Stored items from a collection
*-*-*

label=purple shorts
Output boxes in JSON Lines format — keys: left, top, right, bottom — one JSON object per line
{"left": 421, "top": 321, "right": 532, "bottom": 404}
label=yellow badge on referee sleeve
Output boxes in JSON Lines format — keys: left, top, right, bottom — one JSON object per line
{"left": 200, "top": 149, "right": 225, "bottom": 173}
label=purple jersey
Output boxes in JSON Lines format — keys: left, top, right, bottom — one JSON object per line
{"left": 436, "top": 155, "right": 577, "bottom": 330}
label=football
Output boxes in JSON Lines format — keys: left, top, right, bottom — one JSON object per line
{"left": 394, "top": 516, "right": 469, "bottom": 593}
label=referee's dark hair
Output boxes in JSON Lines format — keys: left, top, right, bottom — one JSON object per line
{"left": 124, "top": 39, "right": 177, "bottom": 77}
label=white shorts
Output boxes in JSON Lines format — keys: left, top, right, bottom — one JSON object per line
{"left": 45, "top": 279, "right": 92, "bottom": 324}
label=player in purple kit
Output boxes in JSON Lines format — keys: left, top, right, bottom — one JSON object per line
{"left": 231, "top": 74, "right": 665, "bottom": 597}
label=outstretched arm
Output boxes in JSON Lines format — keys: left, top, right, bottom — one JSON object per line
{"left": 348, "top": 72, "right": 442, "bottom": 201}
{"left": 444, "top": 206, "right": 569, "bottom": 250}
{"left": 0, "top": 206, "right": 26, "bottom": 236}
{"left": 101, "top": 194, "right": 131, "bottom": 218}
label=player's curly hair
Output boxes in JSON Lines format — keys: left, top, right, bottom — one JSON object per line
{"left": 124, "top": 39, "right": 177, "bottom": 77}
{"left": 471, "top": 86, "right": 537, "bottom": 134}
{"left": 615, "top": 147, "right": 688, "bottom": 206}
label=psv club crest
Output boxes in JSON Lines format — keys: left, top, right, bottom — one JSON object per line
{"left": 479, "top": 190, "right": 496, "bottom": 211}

*-*-*

## Action item
Your task is to reproduce the records in full, without any alteration.

## Solution to the exercise
label=purple shorts
Output boxes in JSON Lines format — keys: left, top, right, bottom — one JSON object per line
{"left": 421, "top": 321, "right": 532, "bottom": 404}
label=yellow badge on referee sleeve
Output boxes in JSON Lines format — keys: left, top, right, bottom — one JSON object per line
{"left": 200, "top": 149, "right": 225, "bottom": 173}
label=purple jersey
Output boxes in JSON Lines format — keys: left, top, right, bottom — one JSON object per line
{"left": 436, "top": 155, "right": 577, "bottom": 330}
label=football
Output boxes in JSON Lines format — keys: left, top, right, bottom — one JSON object per line
{"left": 394, "top": 516, "right": 469, "bottom": 593}
label=referee's dark hair
Output boxes in JSON Lines format — keys: left, top, right, bottom — one JSON object per line
{"left": 124, "top": 39, "right": 177, "bottom": 77}
label=white shorts
Output boxes in JSON Lines format — keys: left, top, right, bottom — one JSON object per line
{"left": 45, "top": 279, "right": 92, "bottom": 324}
label=player in purple kit
Output boxes in JSON Lines format — keys: left, top, right, bottom — one JSON object per line
{"left": 231, "top": 74, "right": 665, "bottom": 597}
label=outstretched arm
Output boxes in JSON Lines format — keys: left, top, right, bottom — one JSON object per line
{"left": 348, "top": 72, "right": 442, "bottom": 201}
{"left": 444, "top": 206, "right": 569, "bottom": 250}
{"left": 0, "top": 206, "right": 26, "bottom": 236}
{"left": 101, "top": 194, "right": 131, "bottom": 218}
label=player's curly hair
Output boxes in JSON Lines format — keys: left, top, right, bottom — one JSON object per line
{"left": 124, "top": 39, "right": 177, "bottom": 77}
{"left": 471, "top": 86, "right": 537, "bottom": 134}
{"left": 615, "top": 147, "right": 688, "bottom": 206}
label=psv club crest
Output boxes in JSON Lines format — keys: left, top, right, bottom — one JSON object per line
{"left": 479, "top": 190, "right": 496, "bottom": 211}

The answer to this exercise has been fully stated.